Saved data entries
____________________

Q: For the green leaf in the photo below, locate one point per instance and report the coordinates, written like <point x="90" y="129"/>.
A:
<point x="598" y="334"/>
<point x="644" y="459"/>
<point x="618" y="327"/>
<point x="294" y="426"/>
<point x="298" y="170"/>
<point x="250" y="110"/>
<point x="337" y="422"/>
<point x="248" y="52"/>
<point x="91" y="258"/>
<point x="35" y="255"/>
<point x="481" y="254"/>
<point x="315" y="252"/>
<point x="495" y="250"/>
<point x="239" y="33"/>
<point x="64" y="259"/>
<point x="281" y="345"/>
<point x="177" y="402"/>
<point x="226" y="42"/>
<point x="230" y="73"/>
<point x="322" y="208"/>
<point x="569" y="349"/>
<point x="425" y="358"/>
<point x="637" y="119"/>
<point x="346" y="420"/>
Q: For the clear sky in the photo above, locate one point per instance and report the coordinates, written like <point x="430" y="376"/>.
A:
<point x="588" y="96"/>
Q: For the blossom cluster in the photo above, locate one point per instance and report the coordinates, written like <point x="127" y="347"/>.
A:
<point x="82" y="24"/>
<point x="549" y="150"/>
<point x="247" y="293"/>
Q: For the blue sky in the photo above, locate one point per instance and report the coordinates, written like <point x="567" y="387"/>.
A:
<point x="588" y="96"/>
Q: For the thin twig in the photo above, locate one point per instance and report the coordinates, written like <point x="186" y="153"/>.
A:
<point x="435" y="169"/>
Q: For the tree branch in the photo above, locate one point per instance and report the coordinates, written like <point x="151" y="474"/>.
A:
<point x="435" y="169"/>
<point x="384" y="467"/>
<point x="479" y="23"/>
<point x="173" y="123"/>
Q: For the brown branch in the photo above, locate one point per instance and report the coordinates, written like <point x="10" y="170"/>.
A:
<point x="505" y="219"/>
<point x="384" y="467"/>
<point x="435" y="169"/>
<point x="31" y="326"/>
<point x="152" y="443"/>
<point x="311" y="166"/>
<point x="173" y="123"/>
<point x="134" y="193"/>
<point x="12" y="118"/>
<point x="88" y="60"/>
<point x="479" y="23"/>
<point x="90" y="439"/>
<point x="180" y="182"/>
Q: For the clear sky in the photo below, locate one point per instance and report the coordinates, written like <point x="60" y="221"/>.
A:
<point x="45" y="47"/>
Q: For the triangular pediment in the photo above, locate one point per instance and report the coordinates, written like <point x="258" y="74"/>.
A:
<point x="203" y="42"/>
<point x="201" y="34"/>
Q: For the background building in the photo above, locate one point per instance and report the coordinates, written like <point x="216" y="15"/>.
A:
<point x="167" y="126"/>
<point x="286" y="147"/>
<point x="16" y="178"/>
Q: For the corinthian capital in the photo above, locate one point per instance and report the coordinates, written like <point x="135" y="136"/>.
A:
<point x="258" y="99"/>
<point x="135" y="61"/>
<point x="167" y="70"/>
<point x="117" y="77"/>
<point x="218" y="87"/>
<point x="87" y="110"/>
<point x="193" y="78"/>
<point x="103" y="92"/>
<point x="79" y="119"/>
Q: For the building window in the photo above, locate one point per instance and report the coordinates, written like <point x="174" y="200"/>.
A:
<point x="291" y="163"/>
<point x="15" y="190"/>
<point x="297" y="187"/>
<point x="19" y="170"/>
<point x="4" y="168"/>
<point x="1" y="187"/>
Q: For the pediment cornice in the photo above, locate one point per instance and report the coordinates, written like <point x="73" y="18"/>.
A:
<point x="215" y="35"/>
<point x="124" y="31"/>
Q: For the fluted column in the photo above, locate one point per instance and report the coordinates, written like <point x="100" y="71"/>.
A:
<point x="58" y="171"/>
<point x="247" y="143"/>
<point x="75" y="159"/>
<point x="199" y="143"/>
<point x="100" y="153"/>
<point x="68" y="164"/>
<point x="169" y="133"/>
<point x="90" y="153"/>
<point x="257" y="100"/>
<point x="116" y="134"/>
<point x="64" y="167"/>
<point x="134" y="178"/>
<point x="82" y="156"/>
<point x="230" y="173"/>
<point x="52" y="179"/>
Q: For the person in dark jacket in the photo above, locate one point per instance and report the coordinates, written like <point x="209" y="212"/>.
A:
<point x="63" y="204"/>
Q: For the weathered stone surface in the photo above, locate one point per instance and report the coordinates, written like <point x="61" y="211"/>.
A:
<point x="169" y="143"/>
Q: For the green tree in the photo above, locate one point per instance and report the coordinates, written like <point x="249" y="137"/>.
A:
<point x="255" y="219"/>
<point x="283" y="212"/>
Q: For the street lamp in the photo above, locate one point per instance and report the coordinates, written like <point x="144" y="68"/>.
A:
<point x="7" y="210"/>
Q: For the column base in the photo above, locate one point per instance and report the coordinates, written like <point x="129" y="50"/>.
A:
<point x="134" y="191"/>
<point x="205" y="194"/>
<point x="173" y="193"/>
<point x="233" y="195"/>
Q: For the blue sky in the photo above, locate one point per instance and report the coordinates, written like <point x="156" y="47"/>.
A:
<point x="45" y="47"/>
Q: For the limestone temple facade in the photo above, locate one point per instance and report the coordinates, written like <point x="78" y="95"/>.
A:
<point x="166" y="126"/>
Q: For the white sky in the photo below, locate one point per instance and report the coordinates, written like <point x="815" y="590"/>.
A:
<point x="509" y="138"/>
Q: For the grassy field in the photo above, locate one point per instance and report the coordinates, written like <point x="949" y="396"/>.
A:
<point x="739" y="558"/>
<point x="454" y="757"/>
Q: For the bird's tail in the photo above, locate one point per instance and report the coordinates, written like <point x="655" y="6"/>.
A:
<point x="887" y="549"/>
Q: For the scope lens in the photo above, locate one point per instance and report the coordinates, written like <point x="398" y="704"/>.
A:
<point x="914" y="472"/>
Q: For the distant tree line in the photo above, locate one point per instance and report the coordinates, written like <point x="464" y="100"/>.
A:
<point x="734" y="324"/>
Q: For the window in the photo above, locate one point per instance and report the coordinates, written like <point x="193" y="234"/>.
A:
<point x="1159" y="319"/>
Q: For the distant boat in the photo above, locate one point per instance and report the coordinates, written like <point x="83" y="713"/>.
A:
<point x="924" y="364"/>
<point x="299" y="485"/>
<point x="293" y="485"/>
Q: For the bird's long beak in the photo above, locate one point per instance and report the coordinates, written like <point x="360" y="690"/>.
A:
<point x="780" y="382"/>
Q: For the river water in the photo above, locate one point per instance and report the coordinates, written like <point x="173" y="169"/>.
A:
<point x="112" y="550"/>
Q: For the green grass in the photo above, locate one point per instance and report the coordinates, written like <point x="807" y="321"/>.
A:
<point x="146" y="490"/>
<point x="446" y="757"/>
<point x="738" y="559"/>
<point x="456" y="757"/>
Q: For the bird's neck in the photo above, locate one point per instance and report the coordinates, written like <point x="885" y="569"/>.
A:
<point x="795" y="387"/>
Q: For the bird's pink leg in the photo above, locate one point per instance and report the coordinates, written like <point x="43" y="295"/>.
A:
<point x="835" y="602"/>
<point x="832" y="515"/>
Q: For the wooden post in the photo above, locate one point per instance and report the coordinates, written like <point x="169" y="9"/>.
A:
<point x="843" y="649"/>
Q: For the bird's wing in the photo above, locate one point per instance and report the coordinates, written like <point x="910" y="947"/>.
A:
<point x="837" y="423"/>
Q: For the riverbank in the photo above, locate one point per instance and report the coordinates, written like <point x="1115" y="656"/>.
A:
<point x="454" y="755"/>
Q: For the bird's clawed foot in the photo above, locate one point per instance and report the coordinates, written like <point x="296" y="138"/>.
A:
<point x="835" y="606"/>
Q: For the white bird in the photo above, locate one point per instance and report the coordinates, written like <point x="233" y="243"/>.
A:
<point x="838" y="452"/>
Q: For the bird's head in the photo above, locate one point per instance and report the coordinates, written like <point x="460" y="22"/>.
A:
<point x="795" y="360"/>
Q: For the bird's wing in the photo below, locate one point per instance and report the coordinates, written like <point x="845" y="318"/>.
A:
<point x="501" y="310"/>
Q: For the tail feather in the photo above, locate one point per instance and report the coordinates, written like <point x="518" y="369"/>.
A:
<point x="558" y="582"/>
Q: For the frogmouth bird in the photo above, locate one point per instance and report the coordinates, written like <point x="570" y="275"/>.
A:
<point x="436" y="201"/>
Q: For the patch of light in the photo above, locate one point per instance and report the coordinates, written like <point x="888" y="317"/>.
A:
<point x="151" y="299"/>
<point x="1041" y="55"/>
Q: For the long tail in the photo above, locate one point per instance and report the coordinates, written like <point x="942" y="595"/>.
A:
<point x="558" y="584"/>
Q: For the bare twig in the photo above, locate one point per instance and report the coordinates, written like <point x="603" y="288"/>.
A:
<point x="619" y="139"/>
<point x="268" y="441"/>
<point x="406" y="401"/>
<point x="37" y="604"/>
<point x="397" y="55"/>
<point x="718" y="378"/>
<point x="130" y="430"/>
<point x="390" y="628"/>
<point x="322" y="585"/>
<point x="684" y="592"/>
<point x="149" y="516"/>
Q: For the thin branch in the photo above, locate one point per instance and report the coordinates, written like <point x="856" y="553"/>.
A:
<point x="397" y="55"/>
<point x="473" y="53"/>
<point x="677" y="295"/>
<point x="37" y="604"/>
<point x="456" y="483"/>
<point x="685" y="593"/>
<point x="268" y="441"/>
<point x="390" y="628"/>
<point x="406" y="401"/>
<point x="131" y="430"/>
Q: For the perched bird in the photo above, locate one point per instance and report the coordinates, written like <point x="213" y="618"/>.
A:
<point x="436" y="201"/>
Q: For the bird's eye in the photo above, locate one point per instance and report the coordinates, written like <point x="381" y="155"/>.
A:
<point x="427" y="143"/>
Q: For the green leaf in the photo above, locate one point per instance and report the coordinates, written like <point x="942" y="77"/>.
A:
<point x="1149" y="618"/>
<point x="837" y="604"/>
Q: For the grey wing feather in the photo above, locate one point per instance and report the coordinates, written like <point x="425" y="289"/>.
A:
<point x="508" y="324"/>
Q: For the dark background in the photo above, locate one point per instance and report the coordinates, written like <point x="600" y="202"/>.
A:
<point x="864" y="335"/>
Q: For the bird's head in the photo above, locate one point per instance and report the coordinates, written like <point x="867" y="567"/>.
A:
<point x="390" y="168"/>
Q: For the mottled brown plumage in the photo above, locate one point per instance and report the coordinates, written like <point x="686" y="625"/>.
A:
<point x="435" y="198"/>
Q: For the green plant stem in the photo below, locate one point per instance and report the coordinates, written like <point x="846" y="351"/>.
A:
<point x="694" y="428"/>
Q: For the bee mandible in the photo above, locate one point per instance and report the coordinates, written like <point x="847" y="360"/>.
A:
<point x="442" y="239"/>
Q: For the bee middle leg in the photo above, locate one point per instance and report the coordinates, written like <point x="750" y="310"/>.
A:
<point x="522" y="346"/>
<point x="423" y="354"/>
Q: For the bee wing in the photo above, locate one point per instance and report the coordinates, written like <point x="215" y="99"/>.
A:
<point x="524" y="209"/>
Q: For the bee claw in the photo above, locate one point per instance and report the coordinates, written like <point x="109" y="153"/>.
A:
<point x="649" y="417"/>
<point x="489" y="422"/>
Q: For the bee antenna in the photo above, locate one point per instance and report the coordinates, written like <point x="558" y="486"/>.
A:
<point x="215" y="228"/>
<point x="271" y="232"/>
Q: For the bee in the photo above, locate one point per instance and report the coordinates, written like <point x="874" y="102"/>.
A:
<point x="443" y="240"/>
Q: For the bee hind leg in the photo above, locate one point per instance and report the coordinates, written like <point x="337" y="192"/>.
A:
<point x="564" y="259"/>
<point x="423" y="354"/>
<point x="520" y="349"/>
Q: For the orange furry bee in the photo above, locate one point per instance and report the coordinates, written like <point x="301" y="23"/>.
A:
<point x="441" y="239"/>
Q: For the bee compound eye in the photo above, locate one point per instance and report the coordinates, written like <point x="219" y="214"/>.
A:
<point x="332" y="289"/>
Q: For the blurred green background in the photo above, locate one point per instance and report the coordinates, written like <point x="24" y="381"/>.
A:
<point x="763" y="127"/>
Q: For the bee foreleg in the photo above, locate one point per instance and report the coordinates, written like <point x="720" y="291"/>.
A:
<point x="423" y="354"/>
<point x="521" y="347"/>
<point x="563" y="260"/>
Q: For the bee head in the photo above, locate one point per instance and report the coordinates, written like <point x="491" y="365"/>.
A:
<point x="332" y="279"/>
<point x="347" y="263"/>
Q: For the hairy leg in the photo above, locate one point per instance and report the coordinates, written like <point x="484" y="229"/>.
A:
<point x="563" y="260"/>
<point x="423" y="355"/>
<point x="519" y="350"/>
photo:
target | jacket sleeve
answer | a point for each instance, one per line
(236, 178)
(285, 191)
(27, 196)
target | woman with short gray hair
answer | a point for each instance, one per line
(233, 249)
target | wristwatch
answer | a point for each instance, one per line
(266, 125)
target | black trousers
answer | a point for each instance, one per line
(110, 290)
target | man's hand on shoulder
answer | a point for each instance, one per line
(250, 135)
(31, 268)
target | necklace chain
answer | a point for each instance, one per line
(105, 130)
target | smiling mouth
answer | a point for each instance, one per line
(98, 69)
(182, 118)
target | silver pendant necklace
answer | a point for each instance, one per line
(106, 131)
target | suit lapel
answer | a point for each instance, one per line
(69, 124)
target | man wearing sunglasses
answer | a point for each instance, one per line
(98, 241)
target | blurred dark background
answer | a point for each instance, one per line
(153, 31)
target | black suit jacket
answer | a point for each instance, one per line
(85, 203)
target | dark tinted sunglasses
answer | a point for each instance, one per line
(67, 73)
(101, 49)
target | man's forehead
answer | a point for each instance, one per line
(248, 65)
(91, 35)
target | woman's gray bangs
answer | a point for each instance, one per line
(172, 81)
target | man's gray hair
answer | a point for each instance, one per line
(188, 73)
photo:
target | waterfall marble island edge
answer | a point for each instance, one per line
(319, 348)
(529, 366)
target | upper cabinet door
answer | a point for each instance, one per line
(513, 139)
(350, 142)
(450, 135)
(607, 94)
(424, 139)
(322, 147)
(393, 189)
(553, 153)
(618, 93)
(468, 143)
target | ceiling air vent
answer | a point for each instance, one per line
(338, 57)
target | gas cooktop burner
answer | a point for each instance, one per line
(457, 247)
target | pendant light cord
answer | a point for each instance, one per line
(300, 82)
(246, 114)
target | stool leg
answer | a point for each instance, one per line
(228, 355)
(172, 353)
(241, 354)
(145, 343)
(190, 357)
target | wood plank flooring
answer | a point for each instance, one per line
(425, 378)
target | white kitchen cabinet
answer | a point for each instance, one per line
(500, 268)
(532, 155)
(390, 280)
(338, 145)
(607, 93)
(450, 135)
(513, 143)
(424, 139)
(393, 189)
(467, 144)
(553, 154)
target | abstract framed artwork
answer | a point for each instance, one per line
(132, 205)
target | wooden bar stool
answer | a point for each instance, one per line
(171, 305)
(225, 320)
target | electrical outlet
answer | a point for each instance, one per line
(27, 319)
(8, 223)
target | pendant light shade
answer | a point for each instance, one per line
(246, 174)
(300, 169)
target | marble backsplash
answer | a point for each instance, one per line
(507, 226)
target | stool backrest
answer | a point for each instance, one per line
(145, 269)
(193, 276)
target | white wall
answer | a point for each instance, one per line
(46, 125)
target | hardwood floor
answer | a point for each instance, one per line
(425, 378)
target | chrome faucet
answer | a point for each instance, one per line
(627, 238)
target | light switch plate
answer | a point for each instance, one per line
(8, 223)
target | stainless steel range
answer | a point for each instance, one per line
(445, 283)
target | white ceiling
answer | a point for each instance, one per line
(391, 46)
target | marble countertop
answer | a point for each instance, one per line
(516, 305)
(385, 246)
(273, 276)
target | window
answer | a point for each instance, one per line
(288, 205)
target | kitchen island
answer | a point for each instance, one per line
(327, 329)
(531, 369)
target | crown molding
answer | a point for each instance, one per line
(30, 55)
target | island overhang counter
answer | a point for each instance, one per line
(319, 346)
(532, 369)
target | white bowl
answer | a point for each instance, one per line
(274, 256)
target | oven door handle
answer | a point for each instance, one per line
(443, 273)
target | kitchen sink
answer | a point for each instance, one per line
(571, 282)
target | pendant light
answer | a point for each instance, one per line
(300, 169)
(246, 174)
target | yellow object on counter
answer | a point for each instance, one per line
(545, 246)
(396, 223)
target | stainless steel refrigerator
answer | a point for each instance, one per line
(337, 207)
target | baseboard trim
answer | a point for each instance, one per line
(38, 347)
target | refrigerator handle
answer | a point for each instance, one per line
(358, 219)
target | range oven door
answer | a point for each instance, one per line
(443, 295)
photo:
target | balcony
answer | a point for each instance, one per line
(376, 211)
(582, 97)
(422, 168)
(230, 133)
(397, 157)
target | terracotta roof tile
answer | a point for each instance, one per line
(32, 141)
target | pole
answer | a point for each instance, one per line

____________________

- **EXERCISE OBJECTIVE**:
From the entries above, write out only the lines starting at the line that holds "Q: For the green plant" and ending at the line that holds "Q: For the bee head", keeping both and matching them exactly.

- **RESULT OF THIS TASK**:
Q: For the green plant stem in the photo below, locate one point per instance and report the coordinates, written like <point x="846" y="351"/>.
A:
<point x="694" y="428"/>
Q: For the bee mandible in the photo above, locate one point per instance and report the coordinates, written like <point x="847" y="360"/>.
A:
<point x="442" y="239"/>
Q: For the bee middle leg in the photo above, locate one point per instance and report the coordinates, written like <point x="750" y="310"/>.
A:
<point x="522" y="346"/>
<point x="423" y="354"/>
Q: For the bee wing in the photo above, locate one point per instance and report the coordinates, written like <point x="215" y="99"/>.
A:
<point x="524" y="209"/>
Q: For the bee claw in the photo above, locate one point per instance and report the coordinates, written like <point x="109" y="153"/>.
A:
<point x="649" y="417"/>
<point x="489" y="422"/>
Q: For the bee antenna in the photo above, locate one point per instance and report the coordinates, written like <point x="558" y="486"/>.
A:
<point x="215" y="228"/>
<point x="271" y="232"/>
Q: For the bee in the photo above, locate one point per instance and report the coordinates, written like <point x="874" y="102"/>.
A:
<point x="443" y="240"/>
Q: For the bee hind leg in the photo above, locate one point per instance and report the coordinates, written like <point x="337" y="192"/>.
A:
<point x="564" y="259"/>
<point x="423" y="354"/>
<point x="520" y="349"/>
Q: For the orange furry bee in the photo above, locate one point per instance and report the coordinates, written like <point x="301" y="23"/>.
A:
<point x="441" y="239"/>
Q: For the bee compound eye in the photo above, locate one point per instance and report the coordinates, written like <point x="219" y="214"/>.
A:
<point x="332" y="289"/>
Q: For the blurred green background in the photo above, locate one point per instance and report the coordinates, written like <point x="24" y="381"/>.
A:
<point x="763" y="127"/>
Q: For the bee foreleg in the photo above, locate one point per instance and report the coordinates, written like <point x="720" y="291"/>.
A:
<point x="423" y="354"/>
<point x="521" y="347"/>
<point x="563" y="260"/>
Q: For the bee head in the photo above, locate one point per instance and report the coordinates, written like <point x="491" y="365"/>.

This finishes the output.